Among the entries that follow, some lines contain the word "Write". Show all of them.

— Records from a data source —
---------------

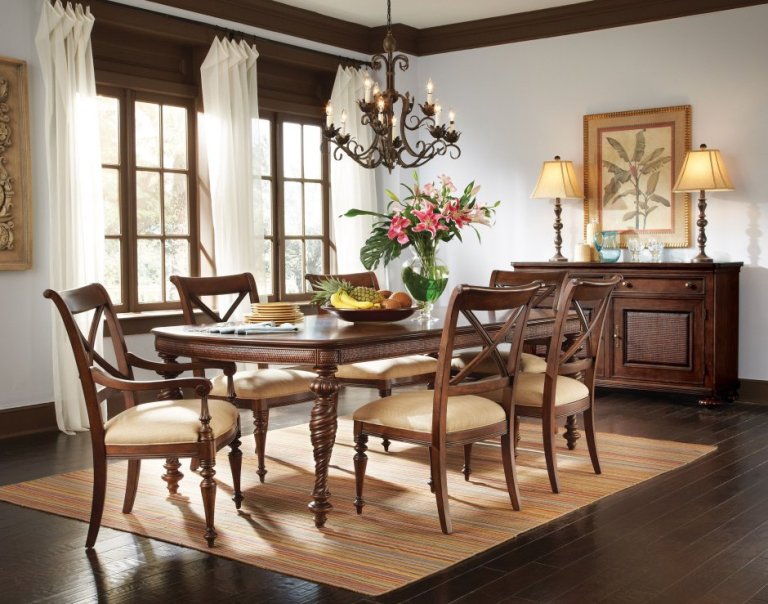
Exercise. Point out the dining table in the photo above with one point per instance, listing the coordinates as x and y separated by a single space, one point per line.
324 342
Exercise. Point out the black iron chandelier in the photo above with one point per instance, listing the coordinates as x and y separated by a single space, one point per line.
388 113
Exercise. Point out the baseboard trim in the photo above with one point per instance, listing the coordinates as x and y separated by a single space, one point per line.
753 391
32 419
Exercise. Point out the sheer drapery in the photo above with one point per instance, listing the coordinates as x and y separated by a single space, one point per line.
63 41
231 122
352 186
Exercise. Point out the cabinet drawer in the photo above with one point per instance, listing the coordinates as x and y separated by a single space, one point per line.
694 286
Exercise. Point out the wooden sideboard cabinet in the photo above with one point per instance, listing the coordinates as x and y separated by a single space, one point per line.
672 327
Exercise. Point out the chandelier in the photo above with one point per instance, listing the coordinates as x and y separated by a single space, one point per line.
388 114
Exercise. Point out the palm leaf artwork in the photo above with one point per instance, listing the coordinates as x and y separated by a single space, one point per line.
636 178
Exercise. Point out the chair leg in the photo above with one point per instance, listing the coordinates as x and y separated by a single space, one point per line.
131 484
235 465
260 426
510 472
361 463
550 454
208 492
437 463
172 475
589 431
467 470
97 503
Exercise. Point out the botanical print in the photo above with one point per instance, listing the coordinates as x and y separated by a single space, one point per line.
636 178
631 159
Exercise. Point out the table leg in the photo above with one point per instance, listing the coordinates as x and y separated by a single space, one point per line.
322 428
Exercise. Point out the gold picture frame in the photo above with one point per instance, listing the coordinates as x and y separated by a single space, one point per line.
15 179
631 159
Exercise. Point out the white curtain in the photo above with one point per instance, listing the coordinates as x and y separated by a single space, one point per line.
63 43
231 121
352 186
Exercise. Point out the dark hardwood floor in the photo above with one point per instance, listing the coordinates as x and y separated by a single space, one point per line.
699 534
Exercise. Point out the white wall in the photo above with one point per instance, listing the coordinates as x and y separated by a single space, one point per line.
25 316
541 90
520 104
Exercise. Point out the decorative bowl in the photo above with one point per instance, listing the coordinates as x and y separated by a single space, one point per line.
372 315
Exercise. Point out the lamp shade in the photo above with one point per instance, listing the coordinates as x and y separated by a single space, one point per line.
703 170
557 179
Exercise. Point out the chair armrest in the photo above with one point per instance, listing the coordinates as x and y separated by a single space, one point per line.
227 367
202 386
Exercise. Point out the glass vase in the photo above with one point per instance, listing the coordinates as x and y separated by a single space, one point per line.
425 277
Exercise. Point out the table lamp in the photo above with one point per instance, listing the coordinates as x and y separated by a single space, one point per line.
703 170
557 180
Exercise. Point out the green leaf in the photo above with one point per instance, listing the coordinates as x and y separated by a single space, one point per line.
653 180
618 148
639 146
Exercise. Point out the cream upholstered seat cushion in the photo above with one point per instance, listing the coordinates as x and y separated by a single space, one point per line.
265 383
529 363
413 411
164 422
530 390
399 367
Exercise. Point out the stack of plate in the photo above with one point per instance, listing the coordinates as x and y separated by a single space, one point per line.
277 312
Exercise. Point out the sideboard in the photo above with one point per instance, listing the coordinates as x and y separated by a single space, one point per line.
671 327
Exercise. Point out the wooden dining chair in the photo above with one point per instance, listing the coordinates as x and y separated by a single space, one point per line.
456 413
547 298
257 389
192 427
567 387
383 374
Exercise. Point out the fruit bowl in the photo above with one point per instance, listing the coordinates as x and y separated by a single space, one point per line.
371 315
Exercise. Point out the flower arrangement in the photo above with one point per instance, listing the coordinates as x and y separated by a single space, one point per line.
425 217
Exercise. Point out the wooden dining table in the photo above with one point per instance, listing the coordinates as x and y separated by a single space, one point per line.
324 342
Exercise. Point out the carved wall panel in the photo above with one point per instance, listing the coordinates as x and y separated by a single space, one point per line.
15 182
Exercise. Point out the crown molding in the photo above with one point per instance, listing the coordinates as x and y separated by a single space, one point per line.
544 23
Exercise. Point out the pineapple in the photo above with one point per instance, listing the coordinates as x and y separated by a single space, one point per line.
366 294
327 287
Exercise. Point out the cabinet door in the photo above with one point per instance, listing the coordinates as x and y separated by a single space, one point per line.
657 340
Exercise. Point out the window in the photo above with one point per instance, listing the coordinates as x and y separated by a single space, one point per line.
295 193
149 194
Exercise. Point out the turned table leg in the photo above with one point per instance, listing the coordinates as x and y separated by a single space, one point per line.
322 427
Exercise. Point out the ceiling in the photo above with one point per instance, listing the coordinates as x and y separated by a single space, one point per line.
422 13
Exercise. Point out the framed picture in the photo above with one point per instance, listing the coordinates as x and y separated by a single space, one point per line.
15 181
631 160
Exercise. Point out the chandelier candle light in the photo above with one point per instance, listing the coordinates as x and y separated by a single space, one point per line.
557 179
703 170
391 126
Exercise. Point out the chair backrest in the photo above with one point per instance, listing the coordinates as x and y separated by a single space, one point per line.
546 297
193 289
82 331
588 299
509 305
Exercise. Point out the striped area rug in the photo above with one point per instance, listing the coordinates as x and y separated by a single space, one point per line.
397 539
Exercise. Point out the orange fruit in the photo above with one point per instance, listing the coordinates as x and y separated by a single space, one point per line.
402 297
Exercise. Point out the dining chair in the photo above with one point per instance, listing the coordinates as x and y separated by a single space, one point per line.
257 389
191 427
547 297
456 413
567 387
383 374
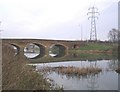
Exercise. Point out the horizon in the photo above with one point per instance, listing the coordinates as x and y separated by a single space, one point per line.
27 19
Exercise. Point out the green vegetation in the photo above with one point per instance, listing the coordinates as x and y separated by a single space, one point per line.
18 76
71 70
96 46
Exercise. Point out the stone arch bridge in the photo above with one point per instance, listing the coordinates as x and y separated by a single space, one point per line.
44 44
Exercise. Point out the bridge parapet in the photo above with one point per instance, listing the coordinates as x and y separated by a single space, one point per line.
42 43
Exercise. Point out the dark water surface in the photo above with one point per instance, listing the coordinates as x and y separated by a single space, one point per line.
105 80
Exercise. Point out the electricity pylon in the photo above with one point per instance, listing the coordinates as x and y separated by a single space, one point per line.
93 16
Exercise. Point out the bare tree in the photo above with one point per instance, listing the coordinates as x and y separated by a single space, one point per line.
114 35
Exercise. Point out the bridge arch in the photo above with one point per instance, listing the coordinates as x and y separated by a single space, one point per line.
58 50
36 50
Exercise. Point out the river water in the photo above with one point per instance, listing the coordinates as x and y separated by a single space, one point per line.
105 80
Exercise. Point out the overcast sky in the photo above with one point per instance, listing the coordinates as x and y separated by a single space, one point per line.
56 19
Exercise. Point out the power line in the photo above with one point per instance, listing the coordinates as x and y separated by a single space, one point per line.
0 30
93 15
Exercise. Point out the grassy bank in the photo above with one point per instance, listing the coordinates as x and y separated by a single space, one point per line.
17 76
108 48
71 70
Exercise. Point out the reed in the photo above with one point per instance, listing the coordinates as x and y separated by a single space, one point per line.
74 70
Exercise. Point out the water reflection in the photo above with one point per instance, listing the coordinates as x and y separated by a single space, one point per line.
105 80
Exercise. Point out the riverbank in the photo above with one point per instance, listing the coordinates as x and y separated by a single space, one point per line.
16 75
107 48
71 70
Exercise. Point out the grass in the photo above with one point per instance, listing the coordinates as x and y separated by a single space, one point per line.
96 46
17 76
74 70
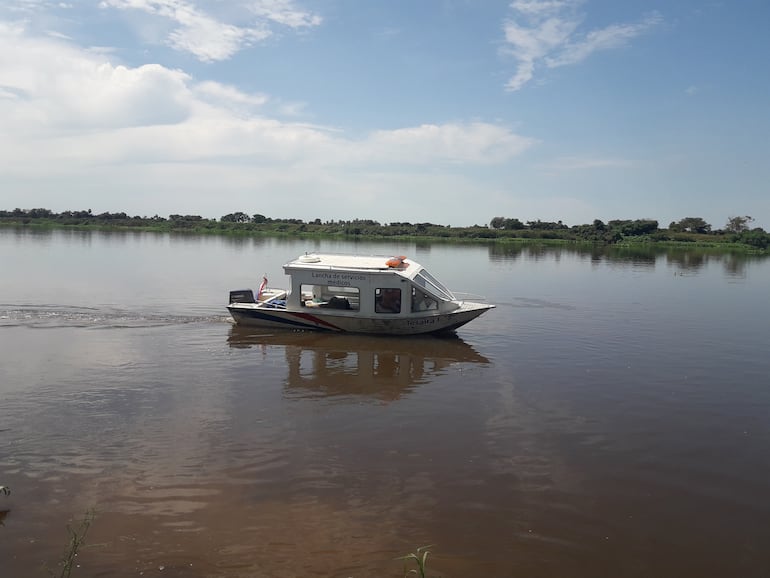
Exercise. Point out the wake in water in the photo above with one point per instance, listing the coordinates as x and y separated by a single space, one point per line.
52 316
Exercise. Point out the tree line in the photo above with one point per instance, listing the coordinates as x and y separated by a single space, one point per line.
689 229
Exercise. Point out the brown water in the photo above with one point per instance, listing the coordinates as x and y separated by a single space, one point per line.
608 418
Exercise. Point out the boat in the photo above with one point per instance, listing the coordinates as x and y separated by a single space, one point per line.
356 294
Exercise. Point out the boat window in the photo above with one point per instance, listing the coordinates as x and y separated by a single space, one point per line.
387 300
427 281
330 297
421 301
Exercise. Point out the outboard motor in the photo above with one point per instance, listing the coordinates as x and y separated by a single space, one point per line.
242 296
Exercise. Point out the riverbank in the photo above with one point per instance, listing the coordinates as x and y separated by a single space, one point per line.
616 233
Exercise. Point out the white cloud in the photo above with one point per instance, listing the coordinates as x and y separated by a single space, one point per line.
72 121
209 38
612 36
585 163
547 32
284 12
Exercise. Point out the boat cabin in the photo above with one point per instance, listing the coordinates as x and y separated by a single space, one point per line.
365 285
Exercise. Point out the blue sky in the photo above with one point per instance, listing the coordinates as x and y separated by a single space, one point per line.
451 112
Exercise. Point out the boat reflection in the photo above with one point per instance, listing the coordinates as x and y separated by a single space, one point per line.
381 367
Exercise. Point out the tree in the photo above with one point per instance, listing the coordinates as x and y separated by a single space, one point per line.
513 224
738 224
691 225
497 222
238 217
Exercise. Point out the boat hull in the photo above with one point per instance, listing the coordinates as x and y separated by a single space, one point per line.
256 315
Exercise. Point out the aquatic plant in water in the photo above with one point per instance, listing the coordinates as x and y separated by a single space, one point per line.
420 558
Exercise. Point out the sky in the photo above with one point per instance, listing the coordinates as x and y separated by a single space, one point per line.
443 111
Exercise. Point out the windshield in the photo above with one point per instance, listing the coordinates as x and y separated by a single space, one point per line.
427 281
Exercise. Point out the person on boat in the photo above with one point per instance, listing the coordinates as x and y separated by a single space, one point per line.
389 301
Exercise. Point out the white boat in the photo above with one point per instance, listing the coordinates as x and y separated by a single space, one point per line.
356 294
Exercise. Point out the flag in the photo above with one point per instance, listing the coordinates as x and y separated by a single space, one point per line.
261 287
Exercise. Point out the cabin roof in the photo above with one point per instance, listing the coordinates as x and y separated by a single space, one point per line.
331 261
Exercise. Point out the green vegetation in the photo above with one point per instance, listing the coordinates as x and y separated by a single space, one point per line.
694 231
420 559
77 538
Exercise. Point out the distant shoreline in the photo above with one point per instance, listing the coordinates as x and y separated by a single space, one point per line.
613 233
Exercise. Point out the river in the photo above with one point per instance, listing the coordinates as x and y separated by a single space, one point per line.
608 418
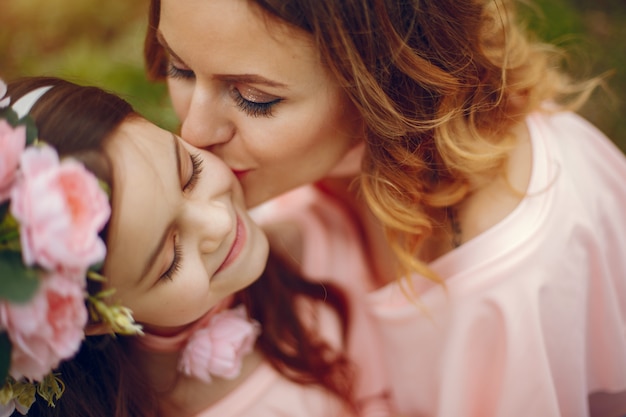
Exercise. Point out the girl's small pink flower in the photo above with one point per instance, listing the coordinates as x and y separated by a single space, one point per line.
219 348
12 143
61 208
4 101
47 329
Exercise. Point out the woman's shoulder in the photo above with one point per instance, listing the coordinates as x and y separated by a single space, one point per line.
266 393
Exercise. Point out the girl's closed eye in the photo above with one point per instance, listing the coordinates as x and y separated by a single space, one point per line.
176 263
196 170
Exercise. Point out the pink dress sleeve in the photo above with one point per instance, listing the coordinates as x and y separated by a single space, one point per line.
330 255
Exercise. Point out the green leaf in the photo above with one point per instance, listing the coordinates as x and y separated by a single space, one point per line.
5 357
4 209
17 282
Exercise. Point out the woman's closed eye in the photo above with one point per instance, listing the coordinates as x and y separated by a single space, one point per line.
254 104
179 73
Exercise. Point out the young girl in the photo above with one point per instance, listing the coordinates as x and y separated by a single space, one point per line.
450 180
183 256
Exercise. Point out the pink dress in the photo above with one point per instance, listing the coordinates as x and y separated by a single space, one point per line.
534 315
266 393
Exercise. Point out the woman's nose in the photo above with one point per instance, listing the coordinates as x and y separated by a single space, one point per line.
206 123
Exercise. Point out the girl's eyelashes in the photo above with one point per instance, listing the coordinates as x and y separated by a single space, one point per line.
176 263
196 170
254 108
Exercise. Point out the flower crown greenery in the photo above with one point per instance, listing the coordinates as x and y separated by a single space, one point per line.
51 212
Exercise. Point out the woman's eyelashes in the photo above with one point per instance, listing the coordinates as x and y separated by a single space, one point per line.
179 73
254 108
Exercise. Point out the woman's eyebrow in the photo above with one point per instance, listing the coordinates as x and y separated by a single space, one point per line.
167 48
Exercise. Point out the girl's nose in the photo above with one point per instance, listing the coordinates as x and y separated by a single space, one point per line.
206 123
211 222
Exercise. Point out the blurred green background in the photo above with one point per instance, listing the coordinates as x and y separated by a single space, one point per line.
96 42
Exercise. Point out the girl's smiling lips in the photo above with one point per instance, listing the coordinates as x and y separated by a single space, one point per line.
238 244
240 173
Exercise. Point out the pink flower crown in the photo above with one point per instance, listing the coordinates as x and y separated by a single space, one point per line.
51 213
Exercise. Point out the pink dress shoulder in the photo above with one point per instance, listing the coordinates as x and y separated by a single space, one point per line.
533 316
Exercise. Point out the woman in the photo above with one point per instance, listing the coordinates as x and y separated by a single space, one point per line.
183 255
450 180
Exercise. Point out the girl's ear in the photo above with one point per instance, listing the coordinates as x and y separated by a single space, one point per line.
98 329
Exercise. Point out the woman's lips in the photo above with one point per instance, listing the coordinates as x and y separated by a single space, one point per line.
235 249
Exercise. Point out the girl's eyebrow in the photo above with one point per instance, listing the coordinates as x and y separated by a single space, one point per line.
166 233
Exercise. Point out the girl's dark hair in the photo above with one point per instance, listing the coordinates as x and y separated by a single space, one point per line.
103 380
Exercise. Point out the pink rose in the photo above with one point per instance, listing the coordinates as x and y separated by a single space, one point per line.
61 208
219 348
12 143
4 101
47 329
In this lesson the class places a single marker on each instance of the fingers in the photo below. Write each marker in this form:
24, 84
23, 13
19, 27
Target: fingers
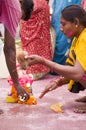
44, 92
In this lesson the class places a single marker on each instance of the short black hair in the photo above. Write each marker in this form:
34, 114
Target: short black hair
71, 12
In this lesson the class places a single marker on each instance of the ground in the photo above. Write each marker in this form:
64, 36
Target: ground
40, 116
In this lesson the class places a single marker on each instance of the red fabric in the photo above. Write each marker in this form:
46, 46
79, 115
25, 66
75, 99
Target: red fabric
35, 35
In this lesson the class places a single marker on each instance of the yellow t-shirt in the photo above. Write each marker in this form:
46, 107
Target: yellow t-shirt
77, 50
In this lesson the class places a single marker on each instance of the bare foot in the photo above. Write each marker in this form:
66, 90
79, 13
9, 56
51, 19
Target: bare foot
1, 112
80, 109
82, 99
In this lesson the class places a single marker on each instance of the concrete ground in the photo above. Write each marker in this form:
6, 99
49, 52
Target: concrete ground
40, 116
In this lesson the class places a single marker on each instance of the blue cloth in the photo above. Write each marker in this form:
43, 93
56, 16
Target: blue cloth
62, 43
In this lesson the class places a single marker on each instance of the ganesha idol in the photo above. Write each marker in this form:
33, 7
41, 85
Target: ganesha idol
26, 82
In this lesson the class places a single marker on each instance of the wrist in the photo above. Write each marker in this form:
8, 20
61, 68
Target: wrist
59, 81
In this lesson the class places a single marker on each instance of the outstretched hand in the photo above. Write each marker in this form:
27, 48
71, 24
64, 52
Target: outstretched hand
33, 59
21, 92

---------------

— REPLY —
In this lesson the class places a single marker on each instance of the fingers in the photo below. Write each marker in this form:
In this lesson the class places a single marker on each instance of the short black hair in the photo above. Write each marker in this form:
In this lesson the class places a single marker on each instance of the ground in the photo above. Write each marker in this form:
In this lesson the class places a single marker on each instance of the red fabric in the photo above. Write each marker in this form:
In this lesson the class places a single marker on each instance of the yellow t-shirt in the photo above. Write each marker in this form:
In this lesson the class places a single marker on each instance of the bare foot in the photo above. Write each marker in this form:
In this lesson the class places a single marker on each instance of the concrete ground in the photo above. Write each marker in this form:
In this lesson the class places a single marker on each instance of the blue cloth in the photo above. Write each marker in this form:
In this lesson the class places a single marker on each instance of the ganesha idol in the photo above. Write each marker in this form:
In this lesson the class places a single marker on each instance of the wrist in the photo above. Write each marker in this form:
In this lesson the class places a single marker on each instance of the outstretched hand in the photo above. Write each marker in this form:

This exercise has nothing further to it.